• [TAREFAS A REALIZAR]:
1. Qual é o valor patrimonial do HGBS11 informado no trecho sobre o fundo imobiliário de shoppings?
2. Escreva a continuação do trecho sobre o fundo imobiliário de shoppings a partir do ponto em que ele termina.

#### TRECHO DO DOCUMENTO

Eu acho que existe essa possibilidade para alguns fundos imobiliários de shoppings, mas não acredito que seja o nosso caso. Temos um portfólio bem diversificado, temos lucros acumulados que podemos distribuir, e temos caixa, que está aplicado e que gera receita. Temos uma condição que provavelmente vai nos dar mais folga. Não temos nenhuma previsão ainda, vamos viver um mês de cada vez… Mas em março, por exemplo, o dividendo que vamos anunciar dia 31 ele em grande parte é referente a competência de fevereiro. Então uma boa parte dele já entrou. Uma outra parte não entrou, e provavelmente não vai entrar porque os shoppings vão segurar para tentar se prevenir para os próximos meses. Acho que na próxima distribuição de dividendos já pode ter um impacto, mas o HGBS11 não vai ter distribuição zero.
Apesar de traumática, essa crise uma hora vai acabar. Você acha as quedas nas cotas exageradas?
É uma oportunidade única de compra. Você está comprando ativos que são super difíceis de originar em alguns casos a 60% do valor patrimonial. O valor patrimonial do HGBS11 é R$ 239 e a cota fechou ontem a R$ 182. Então, está com um desconto de quase 30%. E durante o dia teve negociação a R$ 145… a média negociada ontem foi em torno de R$ 160. A negociação foi pequena, de R$ 6,5 milhões, mas você tem a seguinte situação: não tem comprador novo, porque as pessoas estão reavaliando seus caixas, e você tem o vendedor do ‘get me out’, o desesperado que quer vender a qualquer preço. Recebemos várias ligações de pessoas querendo liquidar a mercado.

########
#### DADOS APRESENTADOS

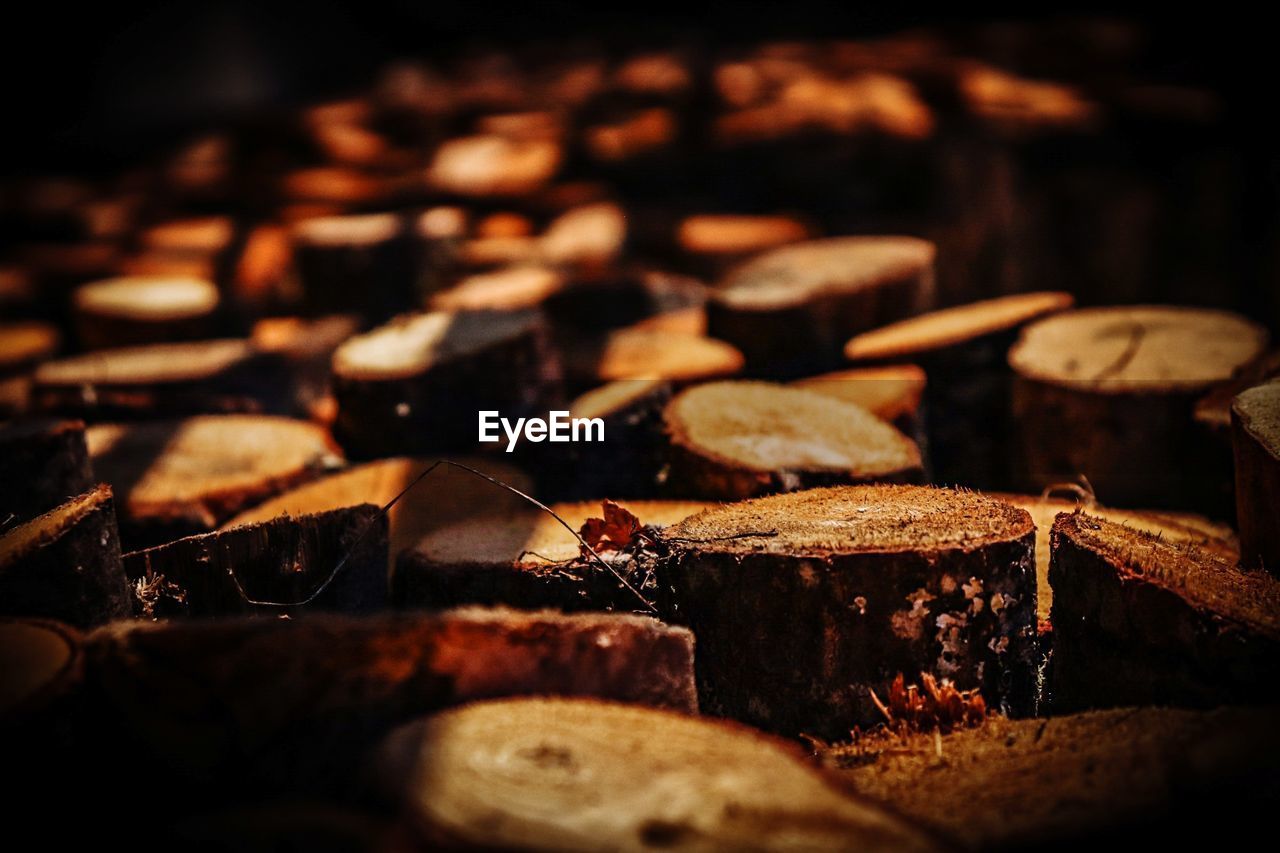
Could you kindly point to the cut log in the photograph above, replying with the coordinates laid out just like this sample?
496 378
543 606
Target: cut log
338 557
291 705
161 379
641 354
589 775
714 242
446 496
42 464
511 288
493 165
40 662
1152 774
186 477
1138 620
529 560
891 393
1211 537
792 309
804 603
359 264
24 345
736 439
1214 410
631 459
416 383
590 237
963 351
1109 393
145 309
65 564
1256 438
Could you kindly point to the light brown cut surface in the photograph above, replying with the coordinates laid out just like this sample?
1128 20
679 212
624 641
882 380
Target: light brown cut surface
1202 579
444 497
493 165
1024 783
510 288
364 229
149 297
854 519
764 427
887 392
26 538
412 343
641 354
737 233
592 235
23 343
581 775
146 365
798 273
1173 527
1258 410
33 656
949 327
1118 350
533 538
201 470
205 235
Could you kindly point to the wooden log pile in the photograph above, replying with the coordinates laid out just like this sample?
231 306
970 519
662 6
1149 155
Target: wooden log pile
922 492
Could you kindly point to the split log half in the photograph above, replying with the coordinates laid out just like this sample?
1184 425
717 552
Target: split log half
1109 393
805 603
580 774
161 379
42 464
1138 620
419 382
186 477
631 460
292 705
963 351
287 559
65 564
1256 438
1185 528
356 264
1130 772
145 309
792 309
737 439
529 560
892 393
446 496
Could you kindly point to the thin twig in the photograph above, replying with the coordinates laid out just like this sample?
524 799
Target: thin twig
417 479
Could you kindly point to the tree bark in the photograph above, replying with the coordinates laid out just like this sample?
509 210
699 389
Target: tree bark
807 603
1143 621
42 464
283 560
65 564
292 705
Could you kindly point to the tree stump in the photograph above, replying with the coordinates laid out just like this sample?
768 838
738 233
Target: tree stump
736 439
1109 393
577 774
65 564
1138 620
807 603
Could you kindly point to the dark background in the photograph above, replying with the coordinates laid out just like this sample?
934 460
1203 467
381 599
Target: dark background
91 83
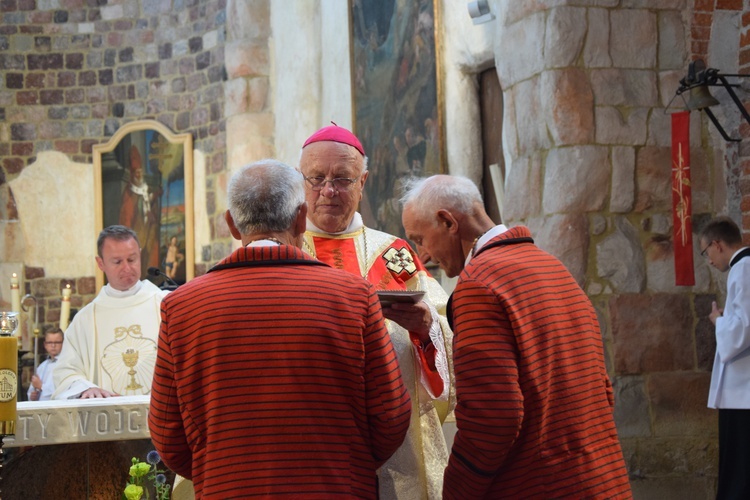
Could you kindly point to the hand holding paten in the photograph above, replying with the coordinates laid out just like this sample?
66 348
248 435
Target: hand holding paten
416 318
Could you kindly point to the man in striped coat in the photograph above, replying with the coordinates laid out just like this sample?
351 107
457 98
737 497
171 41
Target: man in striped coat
275 373
534 411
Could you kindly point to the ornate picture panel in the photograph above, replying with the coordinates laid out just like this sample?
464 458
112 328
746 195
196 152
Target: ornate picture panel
144 180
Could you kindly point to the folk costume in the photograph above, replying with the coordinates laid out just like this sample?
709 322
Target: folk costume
264 389
111 343
535 403
416 470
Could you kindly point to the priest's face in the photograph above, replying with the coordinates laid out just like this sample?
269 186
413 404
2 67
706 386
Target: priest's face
53 344
120 262
332 204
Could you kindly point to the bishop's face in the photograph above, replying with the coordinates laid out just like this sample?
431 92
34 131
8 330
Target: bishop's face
331 206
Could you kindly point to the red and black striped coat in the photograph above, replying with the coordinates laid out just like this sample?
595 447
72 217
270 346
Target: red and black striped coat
275 375
535 403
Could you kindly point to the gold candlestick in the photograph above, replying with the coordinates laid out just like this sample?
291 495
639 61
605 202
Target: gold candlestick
8 372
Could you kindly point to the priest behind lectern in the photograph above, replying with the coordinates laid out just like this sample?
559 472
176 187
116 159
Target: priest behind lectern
110 347
276 374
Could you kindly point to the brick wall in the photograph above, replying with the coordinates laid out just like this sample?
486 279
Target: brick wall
72 72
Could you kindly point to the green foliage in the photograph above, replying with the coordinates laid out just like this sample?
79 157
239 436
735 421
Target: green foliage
146 471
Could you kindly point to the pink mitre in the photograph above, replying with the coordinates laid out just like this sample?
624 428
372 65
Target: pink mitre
336 134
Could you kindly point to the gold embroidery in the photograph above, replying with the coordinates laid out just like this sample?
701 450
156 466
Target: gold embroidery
399 261
127 360
130 357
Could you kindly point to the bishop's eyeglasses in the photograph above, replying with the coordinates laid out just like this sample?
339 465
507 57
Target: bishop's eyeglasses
339 183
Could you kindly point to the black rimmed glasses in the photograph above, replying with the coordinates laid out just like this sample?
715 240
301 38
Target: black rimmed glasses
339 183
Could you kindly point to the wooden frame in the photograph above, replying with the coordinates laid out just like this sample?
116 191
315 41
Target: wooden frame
160 163
397 100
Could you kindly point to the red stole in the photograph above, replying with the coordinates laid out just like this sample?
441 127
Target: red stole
390 271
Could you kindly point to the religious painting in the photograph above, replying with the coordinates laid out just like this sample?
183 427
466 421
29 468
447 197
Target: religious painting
397 101
144 180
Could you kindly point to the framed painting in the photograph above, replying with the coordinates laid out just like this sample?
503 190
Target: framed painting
144 180
397 100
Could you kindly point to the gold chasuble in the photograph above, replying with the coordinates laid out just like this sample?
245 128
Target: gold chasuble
111 344
415 471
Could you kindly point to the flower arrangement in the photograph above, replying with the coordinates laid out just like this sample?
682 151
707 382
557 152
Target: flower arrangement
139 471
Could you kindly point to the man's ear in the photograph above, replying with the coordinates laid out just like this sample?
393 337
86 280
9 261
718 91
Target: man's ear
232 228
300 222
446 219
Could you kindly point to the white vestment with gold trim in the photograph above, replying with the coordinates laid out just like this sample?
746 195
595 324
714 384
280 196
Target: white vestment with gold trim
111 344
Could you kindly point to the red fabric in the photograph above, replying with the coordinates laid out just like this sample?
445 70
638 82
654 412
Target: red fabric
682 225
336 134
277 381
535 404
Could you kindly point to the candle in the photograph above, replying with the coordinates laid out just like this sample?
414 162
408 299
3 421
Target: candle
15 294
8 373
65 308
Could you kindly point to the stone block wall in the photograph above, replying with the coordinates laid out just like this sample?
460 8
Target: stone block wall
588 145
74 71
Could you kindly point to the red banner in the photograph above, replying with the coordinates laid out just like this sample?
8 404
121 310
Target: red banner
682 225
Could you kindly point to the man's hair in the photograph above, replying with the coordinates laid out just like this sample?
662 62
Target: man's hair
54 331
452 192
117 233
265 196
722 229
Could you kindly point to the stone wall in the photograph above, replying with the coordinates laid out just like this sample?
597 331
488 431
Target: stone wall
588 150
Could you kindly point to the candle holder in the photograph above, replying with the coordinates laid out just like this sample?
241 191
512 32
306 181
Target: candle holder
8 378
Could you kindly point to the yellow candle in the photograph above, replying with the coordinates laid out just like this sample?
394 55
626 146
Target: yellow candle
15 294
65 308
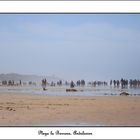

########

• [RESULTADOS DAS TAREFAS]:
1. R$ 239.

2.
É hora de arbitrar entre preço e valor?
Isso. Eu prefiro olhar o valor patrimonial, o valor de reposição. Como eu replico o que eu tenho no portfólio? Tiramos 40% do valor do Parque Dom Pedro, do Mooca, em uma semana, por causa de uma crise? Não é por aí.
Nós já vimos isso antes. Em 2015, 2016, também tivemos um grande desconto das cotas em relação ao valor patrimonial, e foi uma excelente oportunidade de compra. Quem comprou ali não se arrependeu. Colheu os frutos quatro, cinco anos depois, quando tivemos a melhora.
Temos juros muito baixos, de 3,75%, que devem continuar por um bom período. O custo de carrego de uma posição como essa é baixo, porque o juro é baixo. Seu custo de oportunidade é baixo. Vamos dizer que você fique 4 meses mal remunerado, recebendo muito pouco. Mas se você tivesse aplicado em CDI você ia ganhar 3% ao ano. Em 4 meses, 1%. Então seu custo de oportunidade é 1% pra segurar uma posição dessas por 4 meses. Pra mim não é uma questão nem de pensar. Toda a liquidez que eu tivesse eu colocaria em FIIs.
Tem questões de operação, mas por uma força maior. Estamos numa calamidade pública… Quantas ondas vamos ter? Seis ondas de 15 dias, portanto 90 dias? Depois que passar a pandemia as pessoas não vão mais no shopping? Não vão mais no cinema, no restaurante? Não. Vai normalizar. Mas em ondas, vai levar um tempo. E daqui 90, 150 dias já vai ter vacina, um remédio.
Agora estamos no pior momento, que é o momento de comprar. Você não tá comprando o operacional. Eu não to comprando ação da Gol, você tá comprando um shopping, que vai ficar fechado. Então sua despesa também vai diminuir. Aí você tem caixa, você vai tocando sua vida. Você acha que o shopping Iguatemi, o mais antigo da cidade, vale 40% menos hoje porque vai ter que ficar alguns meses fechado? Não vale.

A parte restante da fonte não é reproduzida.